(Document extract Opens)
Title: Chemo-Biological Upcycling of Poly(ethylene terephthalate) to Multifunctional Coating Materials[ME1]
Authors: Hee Taek Kim, Mi Hee Ryu,Ye Jean Jung, Sooyoung Lim, Hye Min Song, Jeyoung Park, Sung Yeon Hwang, Hoe-Suk Lee, Young Joo Yeon,
Bong Hyun Sung,Uwe T. Bornscheuer, Si Jae Park, Jeong Chan Joo, and Dongyeop X. Oh
Journal: ChemSusChem
Year: 2021
https://doi.org/10.1002/cssc.202100909
Featured image from Pixabay free-use image collection.
Plastics are ubiquitous in packaging, consumer products, and industrial processes. Since they were designed to stand up to a wide range of conditions, plastics are often hard to break down once they are thrown away. Because of this, relatively little of the plastics we use are ultimately recycled because of the processes used for recycling are often not economical.
Recently, researchers from South Korea published a method to degrade Polyethylene terephthalate (PET) and reform it into potentially valuable anti-microbial coatings. Polyethylene terephthalate, shown in Figure 1, is a polymer connected by ester groups. These ester groups have traditionally been cleaved by chemical processes, but the process requires high temperature and pressure and tends to result in a mixture of different side products including Bis(2-Hydroxyethyl) terephthalate (BHET), 2-Hydroxyethyl terephthalic acid (MHET), and terephthalic acid (TPA) (Figure 1). TPA can be chemically modified to form valuable chemicals, but the complex mix of products necessitates complicated and expensive purification steps.
(Document extract Closes)
Assignment>
In the PET upcycling summary, what conditions does the traditional chemical process for cleaving the ester groups require? The lines that follow have nothing to do with the PET upcycling summary.
(The data Opens)
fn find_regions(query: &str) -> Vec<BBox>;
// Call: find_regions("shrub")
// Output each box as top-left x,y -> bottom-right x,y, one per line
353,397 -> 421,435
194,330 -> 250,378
(The data Closes)
Result of the task>
High temperature and pressure.